#### PASSAGE

Mr. Ghonim had little experience in politics but an intense dislike for the abusive Egyptian police, the mainstay of the government’s power. He offered his business savvy to the cause. “I worked in marketing, and I knew that if you build a brand you can get people to trust the brand,” he said.
The result was a Facebook group Mr. Ghonim set up: We Are All Khalid Said, after a young Egyptian who was beaten to death by police. Mr. Ghonim — unknown to the public, but working closely with Mr. Maher of the April 6 Youth Movement and a contact from Mr. ElBaradei’s group — said that he used Mr. Said’s killing to educate Egyptians about democracy movements.
He filled the site with video clips and newspaper articles about police violence. He repeatedly hammered home a simple message: “This is your country; a government official is your employee who gets his salary from your tax money, and you have your rights.” He took special aim at the distortions of the official media, because when the people “distrust the media then you know you are not going to lose them,” he said.

########
#### SUPPLIED ENTRIES

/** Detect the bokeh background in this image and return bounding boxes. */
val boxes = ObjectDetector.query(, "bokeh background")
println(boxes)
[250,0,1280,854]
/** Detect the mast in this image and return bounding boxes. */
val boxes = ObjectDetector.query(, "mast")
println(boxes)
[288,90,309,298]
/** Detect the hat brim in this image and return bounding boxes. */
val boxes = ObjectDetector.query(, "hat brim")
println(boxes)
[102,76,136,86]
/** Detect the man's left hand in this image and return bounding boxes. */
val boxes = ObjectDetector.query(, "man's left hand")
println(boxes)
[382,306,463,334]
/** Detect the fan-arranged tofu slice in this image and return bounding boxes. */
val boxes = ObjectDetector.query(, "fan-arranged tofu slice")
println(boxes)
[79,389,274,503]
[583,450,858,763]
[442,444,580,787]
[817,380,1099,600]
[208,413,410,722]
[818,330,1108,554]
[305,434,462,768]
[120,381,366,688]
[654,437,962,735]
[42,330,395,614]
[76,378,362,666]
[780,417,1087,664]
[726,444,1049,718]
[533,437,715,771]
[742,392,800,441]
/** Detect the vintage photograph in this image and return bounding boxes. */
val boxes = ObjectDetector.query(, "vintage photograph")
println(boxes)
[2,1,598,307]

########

§ **WHAT THE EXERCISE ASKS**: Retype the passage on Mr. Ghonim's Facebook campaign in full, word for word.

§ **RESPONSE AREA**:
Mr. Ghonim had little experience in politics but an intense dislike for the abusive Egyptian police, the mainstay of the government’s power. He offered his business savvy to the cause. “I worked in marketing, and I knew that if you build a brand you can get people to trust the brand,” he said.
The result was a Facebook group Mr. Ghonim set up: We Are All Khalid Said, after a young Egyptian who was beaten to death by police. Mr. Ghonim — unknown to the public, but working closely with Mr. Maher of the April 6 Youth Movement and a contact from Mr. ElBaradei’s group — said that he used Mr. Said’s killing to educate Egyptians about democracy movements.
He filled the site with video clips and newspaper articles about police violence. He repeatedly hammered home a simple message: “This is your country; a government official is your employee who gets his salary from your tax money, and you have your rights.” He took special aim at the distortions of the official media, because when the people “distrust the media then you know you are not going to lose them,” he said.